Copy out all of the records below, switching each "SHOULD" to "MUST" and keeping everything else the same. Leave the pictures out.

Excerpts of location labeling data:
** start **

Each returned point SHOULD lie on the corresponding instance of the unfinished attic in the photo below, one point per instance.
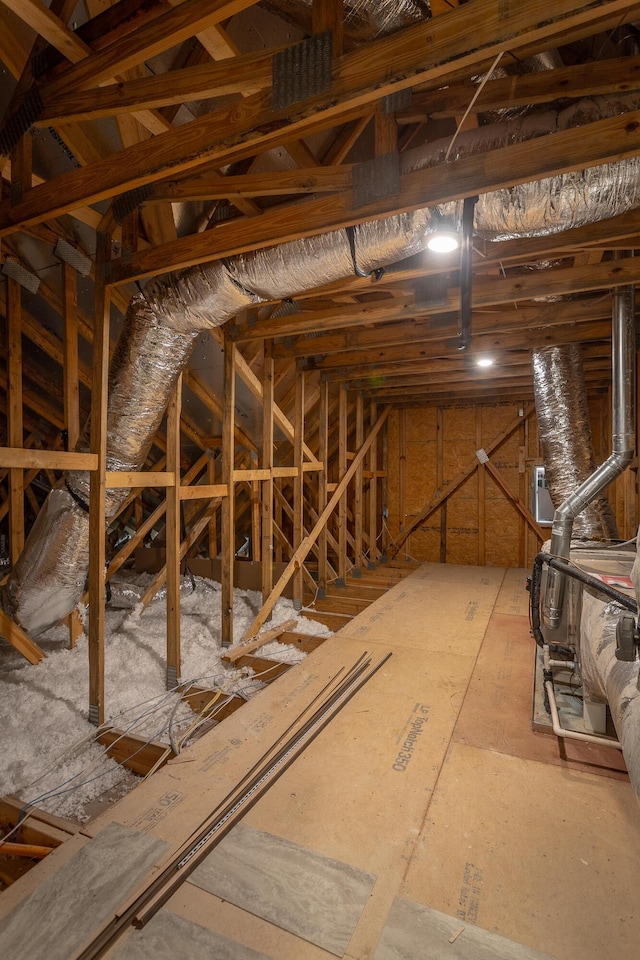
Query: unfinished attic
(319, 479)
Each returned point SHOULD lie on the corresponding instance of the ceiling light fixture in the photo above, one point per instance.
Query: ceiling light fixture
(76, 259)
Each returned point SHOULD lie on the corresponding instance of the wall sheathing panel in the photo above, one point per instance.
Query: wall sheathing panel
(508, 542)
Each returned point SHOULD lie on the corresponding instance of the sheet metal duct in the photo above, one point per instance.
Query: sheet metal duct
(565, 435)
(623, 430)
(609, 680)
(162, 323)
(363, 19)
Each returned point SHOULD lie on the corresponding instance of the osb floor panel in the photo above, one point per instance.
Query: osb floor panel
(429, 780)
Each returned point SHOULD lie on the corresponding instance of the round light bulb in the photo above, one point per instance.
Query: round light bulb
(443, 242)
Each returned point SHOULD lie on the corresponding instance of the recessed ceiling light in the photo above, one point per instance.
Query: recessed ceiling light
(443, 242)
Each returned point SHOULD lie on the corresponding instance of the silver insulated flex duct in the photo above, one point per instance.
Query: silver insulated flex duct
(606, 679)
(623, 430)
(163, 322)
(565, 435)
(160, 329)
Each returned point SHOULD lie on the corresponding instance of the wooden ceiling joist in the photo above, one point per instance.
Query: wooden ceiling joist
(394, 63)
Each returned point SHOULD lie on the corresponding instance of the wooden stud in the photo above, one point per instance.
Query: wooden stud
(228, 534)
(97, 503)
(19, 640)
(267, 463)
(303, 550)
(172, 528)
(14, 417)
(373, 494)
(323, 455)
(402, 470)
(440, 481)
(513, 498)
(242, 649)
(342, 468)
(71, 361)
(298, 483)
(213, 522)
(329, 15)
(481, 494)
(21, 168)
(522, 486)
(385, 493)
(256, 533)
(458, 480)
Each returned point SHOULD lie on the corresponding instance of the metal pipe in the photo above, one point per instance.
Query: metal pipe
(561, 731)
(623, 446)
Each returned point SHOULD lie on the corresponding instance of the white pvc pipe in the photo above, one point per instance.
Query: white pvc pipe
(574, 734)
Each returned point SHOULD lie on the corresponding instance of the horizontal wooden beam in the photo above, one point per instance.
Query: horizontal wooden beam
(430, 50)
(405, 339)
(46, 459)
(204, 491)
(125, 478)
(163, 89)
(619, 75)
(604, 141)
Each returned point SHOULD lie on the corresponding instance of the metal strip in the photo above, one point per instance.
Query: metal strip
(376, 179)
(302, 71)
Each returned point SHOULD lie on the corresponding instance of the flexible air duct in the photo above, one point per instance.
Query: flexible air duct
(623, 435)
(609, 680)
(565, 435)
(162, 323)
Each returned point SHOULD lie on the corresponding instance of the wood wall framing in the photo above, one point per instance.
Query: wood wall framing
(329, 428)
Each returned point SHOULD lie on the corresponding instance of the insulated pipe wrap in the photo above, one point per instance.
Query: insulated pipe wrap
(162, 324)
(545, 206)
(607, 679)
(565, 435)
(366, 18)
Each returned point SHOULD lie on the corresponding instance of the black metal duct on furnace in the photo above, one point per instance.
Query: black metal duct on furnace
(623, 436)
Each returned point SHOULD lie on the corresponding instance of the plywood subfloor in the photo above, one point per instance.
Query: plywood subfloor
(430, 780)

** end **

| Result of the exercise |
Each returned point MUST lie on the corresponding instance of the unfinished attic in the photo below, one point per instance.
Query: unfinished attic
(319, 479)
Each returned point MUST lie on the corresponding instance of the ceiling light fixture in the photo above, one point per instance.
Query: ceiling light fixture
(76, 259)
Each returned point MUST lie on the corresponding instance of the wall sheathing panel in the photo above, one point per instance.
Query: wall sheathing panel
(508, 542)
Each returned point MUST lie on the corresponding instance of the sheet metal duct in the photo above, one point per instance.
Query: sheet metal duct
(565, 435)
(623, 430)
(609, 680)
(162, 323)
(363, 19)
Each returned point MUST lie on the corresponding instance of the osb floor panel in the photo above, one point per instance.
Query: osb floor panel
(429, 780)
Each returned point MUST lie on the corresponding instance of the round light bulb in the photo above, one point per instance.
Query: round light bulb
(443, 242)
Each returned point MUST lie on the corresponding instance of the recessed ceiling light in the photo above, one point per instance.
Query: recessed ceiling light
(443, 242)
Each returned point MUST lie on the corresponding instance of the silver insulated flex duct in the photo above, one point per instance.
Query: silver insulated flex duct
(606, 679)
(623, 430)
(163, 322)
(565, 435)
(160, 329)
Each returned point MUST lie on the corresponding instance of the wooden ceiling joist in the photo above, one point per instance.
Query: wooden ceiling joist
(394, 63)
Each returned point MUST lie on the corresponding instance of the wooden stud in the photo above, one point per instance.
Query: wooden stud
(228, 534)
(97, 503)
(19, 640)
(267, 463)
(303, 550)
(172, 528)
(14, 417)
(373, 494)
(323, 455)
(402, 470)
(440, 481)
(513, 498)
(242, 649)
(342, 468)
(71, 361)
(298, 483)
(213, 522)
(329, 15)
(481, 494)
(21, 168)
(522, 486)
(385, 493)
(256, 533)
(458, 480)
Each returned point MUST lie on the corresponding instance of the metal pipe in the photo above, one point per instance.
Query: metal pipe
(561, 731)
(623, 446)
Each returned point MUST lie on the corresponding instance of the white pvc pipe in the photo above, one point per instance.
Query: white pvc pipe
(574, 734)
Each returned point MUST lie on the corresponding instance of the horizontal wooden beam in the photo above, one point per instance.
Query: horizontal wooden beam
(430, 50)
(405, 339)
(46, 459)
(204, 491)
(125, 478)
(163, 89)
(619, 75)
(604, 141)
Each returned point MUST lie on the corresponding instance of the metal strip in the photo above, one point per instance.
Query: metal strip
(376, 179)
(302, 71)
Each returned point MUST lie on the corresponding instance of the flexible air duct in the photo above, one point per instance.
Query: flexible air duct
(623, 435)
(609, 680)
(565, 435)
(162, 323)
Each returned point MUST lie on the corresponding instance of the wood wall framing in the photo above, one point per instance.
Query: wood wall framing
(329, 428)
Each returned point MUST lie on the corresponding instance of the insulated pipe wrap in the photo above, one point per instance.
Query: insulated pipe wrap
(162, 324)
(545, 206)
(607, 679)
(565, 435)
(366, 18)
Each returned point MUST lie on the corresponding instance of the black metal duct on furnace in the photo above, one point per instance.
Query: black metal duct on furnace
(623, 436)
Each returned point MUST lie on the corresponding instance of the plywood subfloor in the photo above, one point per instance.
Query: plywood subfloor
(430, 780)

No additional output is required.